Given records
---------------

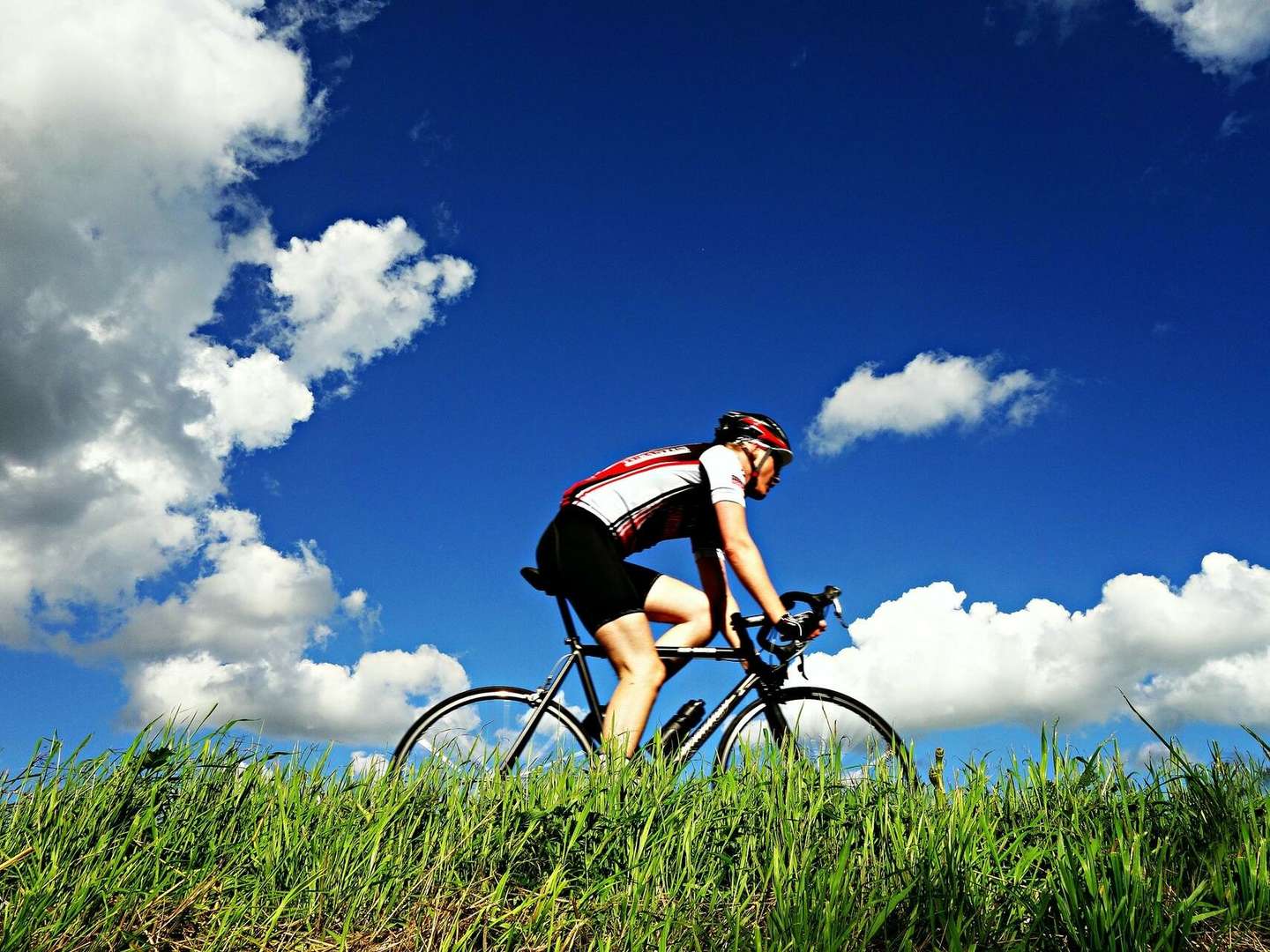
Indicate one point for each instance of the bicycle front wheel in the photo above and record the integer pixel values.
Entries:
(474, 733)
(818, 724)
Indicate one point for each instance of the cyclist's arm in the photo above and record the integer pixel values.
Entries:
(714, 583)
(743, 556)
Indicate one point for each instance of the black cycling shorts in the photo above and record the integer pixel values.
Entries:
(580, 557)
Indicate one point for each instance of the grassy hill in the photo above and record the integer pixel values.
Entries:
(184, 842)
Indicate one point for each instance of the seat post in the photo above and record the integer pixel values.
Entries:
(566, 617)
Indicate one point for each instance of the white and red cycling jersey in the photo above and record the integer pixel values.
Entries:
(663, 494)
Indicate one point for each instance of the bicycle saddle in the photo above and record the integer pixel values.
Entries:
(534, 577)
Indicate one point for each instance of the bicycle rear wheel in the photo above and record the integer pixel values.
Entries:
(822, 725)
(474, 730)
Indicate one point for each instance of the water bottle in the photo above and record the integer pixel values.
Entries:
(677, 729)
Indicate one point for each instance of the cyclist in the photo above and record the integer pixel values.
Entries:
(696, 492)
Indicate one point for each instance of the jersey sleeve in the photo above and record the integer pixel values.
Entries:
(724, 479)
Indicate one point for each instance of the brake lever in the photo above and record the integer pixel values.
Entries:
(837, 611)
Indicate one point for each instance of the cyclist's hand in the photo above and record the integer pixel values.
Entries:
(803, 626)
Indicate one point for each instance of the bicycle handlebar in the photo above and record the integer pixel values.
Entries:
(818, 603)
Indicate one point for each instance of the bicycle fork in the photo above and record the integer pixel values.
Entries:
(542, 697)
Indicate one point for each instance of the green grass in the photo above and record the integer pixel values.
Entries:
(187, 842)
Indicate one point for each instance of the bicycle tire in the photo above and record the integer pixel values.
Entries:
(467, 729)
(837, 725)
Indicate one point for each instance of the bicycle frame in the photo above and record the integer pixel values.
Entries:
(762, 675)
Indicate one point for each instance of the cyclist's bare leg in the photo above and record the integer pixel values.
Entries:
(686, 608)
(629, 643)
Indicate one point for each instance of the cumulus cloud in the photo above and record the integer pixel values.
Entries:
(358, 291)
(1200, 651)
(129, 131)
(931, 392)
(1223, 36)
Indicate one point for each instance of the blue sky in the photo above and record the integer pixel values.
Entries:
(249, 450)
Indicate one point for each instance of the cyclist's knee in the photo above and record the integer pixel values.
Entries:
(646, 669)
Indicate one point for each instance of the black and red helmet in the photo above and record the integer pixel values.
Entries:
(738, 427)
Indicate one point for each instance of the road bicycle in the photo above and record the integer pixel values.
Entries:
(511, 729)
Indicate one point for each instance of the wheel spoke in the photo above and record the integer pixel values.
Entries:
(475, 734)
(823, 726)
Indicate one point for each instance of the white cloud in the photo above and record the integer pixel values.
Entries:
(1200, 651)
(256, 400)
(124, 130)
(932, 391)
(358, 291)
(367, 764)
(1223, 36)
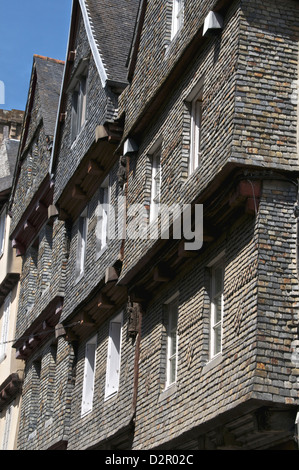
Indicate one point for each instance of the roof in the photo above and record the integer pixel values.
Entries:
(8, 158)
(49, 77)
(110, 27)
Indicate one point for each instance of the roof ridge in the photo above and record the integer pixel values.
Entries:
(49, 58)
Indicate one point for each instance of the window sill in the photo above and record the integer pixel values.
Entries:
(167, 392)
(79, 277)
(85, 413)
(215, 361)
(99, 254)
(74, 142)
(110, 397)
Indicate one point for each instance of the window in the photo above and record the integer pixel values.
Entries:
(2, 231)
(82, 238)
(78, 106)
(195, 131)
(177, 16)
(89, 373)
(217, 284)
(5, 441)
(113, 359)
(4, 328)
(155, 184)
(102, 222)
(172, 341)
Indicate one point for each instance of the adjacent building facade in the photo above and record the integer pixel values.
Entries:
(11, 370)
(158, 302)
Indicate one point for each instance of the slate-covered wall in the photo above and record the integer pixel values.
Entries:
(101, 106)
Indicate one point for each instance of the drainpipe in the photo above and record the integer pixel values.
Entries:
(297, 429)
(136, 363)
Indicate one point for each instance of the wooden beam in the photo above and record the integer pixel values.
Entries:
(86, 320)
(78, 193)
(162, 273)
(111, 274)
(94, 169)
(105, 302)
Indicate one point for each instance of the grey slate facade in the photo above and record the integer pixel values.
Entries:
(138, 84)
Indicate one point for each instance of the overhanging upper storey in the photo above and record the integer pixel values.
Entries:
(87, 129)
(32, 189)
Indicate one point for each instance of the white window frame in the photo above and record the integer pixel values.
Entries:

---------------

What you need to do
Take the material above from its first line through the line that has "Indicate one point for each instance of the bicycle saddle" and copy it exactly, without any pictures.

Your solution
Indicate one point for each instance of the bicycle front wheel in the photo above and record the integer pixel values.
Entries:
(474, 733)
(818, 724)
Indicate one point for each instance of the cyclist's arm in the photo above and record the integer pixel values.
Entries:
(714, 583)
(743, 556)
Indicate one point for each instance of the black cycling shorts in the photo above and record the integer pixel values.
Entries:
(580, 557)
Indicate one point for each instance of the grassy hill in the photo above and record the integer pixel values.
Entries:
(184, 842)
Indicate one point for each instance of the seat post in the photo above and record the integer pixel values.
Entries:
(566, 617)
Indicate one point for each instance of the white and red cycling jersey in the photo above and record the integer pixel values.
Entries:
(663, 494)
Indicate one point for each instance of the bicycle saddle in the photo above and record the integer pixel values.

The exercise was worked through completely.